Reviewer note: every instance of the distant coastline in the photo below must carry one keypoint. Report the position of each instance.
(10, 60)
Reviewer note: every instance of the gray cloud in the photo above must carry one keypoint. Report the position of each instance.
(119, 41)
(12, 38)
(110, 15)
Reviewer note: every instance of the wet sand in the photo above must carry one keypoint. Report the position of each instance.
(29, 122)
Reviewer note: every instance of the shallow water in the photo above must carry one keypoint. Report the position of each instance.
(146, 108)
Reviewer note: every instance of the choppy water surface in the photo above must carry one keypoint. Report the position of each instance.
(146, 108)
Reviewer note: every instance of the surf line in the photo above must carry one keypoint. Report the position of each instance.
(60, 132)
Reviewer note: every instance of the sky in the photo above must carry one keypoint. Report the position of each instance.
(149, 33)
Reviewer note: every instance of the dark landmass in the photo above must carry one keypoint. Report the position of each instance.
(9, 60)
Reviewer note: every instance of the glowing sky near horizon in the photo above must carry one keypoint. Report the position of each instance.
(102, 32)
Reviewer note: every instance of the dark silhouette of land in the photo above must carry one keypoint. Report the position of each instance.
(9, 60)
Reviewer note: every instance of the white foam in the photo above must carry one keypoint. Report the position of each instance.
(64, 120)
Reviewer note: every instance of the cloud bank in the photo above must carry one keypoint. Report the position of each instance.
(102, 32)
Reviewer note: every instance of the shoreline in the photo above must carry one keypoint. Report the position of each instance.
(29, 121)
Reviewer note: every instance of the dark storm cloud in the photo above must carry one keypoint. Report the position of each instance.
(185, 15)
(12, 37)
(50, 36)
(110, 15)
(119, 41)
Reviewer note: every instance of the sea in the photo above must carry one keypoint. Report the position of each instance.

Given request:
Revise all the records by putting "marker" wherever "keypoint" appears, and leave everything else unchanged.

Solution to the exercise:
Reviewer note: every instance of the distant coastline in the photo below must carry one marker. Report the position of each instance.
(10, 60)
Reviewer note: every instance of the gray cloud in the photo above must carry one marker. Report the position of each instance.
(119, 41)
(12, 38)
(110, 15)
Reviewer note: every instance of the wet sand in the photo above must carry one marker. Report the position of each instance.
(29, 122)
Reviewer note: every instance of the shallow water in the photo above must carry one marker. Report the position of each instance.
(146, 108)
Reviewer note: every instance of the choppy water surface in the photo above must carry one marker. Report the position of each instance.
(146, 108)
Reviewer note: every instance of the surf line in the photo above must carry one marker. Report the position of each instance.
(60, 132)
Reviewer note: every instance of the sky in the photo above must carry one marker. Report the position of each instance.
(149, 33)
Reviewer note: every instance of the dark landmass in the photo above must carry one marker. Report the position of each instance.
(9, 60)
Reviewer note: every instance of the glowing sky near horizon in the photo above must carry one marker. Report the position of each instance.
(102, 32)
Reviewer note: every instance of the dark silhouette of land in the photo above must carry one marker. Report the position of each instance.
(9, 60)
Reviewer note: every instance of the white foam in the photo above must carry one marker. Report the position of each instance.
(64, 120)
Reviewer note: every instance of the cloud bank in the photo above must carry one marker. Report the position of each instance.
(102, 32)
Reviewer note: every instance of the shoreline in the photo above must carry one marker. Report the position of each instance.
(29, 121)
Reviewer note: every instance of the dark storm cloud in the photo above must carry one marker. Report the position of each instance.
(185, 15)
(12, 37)
(50, 36)
(110, 15)
(119, 41)
Reviewer note: every instance of the sea in the photo above must carry one marker. Report the position of each instance.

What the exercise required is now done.